CHALLENGE: Reproduce every line below in full, requests included, and offset each bounding-box coordinate in the answers by -58.

SOURCE DATA:
** BEGIN **
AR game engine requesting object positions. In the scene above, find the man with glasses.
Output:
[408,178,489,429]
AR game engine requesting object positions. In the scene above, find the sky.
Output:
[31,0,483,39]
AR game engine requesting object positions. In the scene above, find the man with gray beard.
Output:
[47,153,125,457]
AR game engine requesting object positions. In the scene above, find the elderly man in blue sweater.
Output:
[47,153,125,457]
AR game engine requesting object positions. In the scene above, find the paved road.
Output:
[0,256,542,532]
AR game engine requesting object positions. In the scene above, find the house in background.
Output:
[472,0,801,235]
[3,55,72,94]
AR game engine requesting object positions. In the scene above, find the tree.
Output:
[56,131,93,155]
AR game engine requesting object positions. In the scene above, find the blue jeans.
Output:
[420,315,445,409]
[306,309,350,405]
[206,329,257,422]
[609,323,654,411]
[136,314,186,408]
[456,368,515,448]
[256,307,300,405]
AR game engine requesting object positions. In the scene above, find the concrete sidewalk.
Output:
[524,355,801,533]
** END **
WRITTEN REPLY:
AR game engine requesting object positions. In the scene above, find the man with glasses.
Output:
[350,120,431,371]
AR game engine requesting object positions. In the scene above, find the sky.
Output:
[-27,-58,425,-19]
AR game engine requesting object positions. In the scene above, find the man with gray beard.
Output:
[-11,95,67,399]
AR game engine requesting object positions. In the scene above, find the elderly man in blue sweater.
Output:
[-11,95,67,399]
AR game engine requesting object positions. In the scene above, find the paved road.
Output:
[-58,198,484,474]
AR game engine requesting object positions. In the scene above, find the house in background.
Output:
[414,-58,743,177]
[-55,-3,14,36]
AR game engine requesting object positions. In the scene above, find the tree.
Output:
[-2,73,35,97]
AR game engine requesting object positions. In the scene above, find the blue jeans.
Output:
[362,257,387,351]
[248,251,292,347]
[148,271,199,364]
[551,265,596,353]
[78,256,128,350]
[398,310,457,390]
[198,249,242,347]
AR game engine requesting object positions. In the scene above, find the concrete sidewalk.
Output:
[466,297,743,475]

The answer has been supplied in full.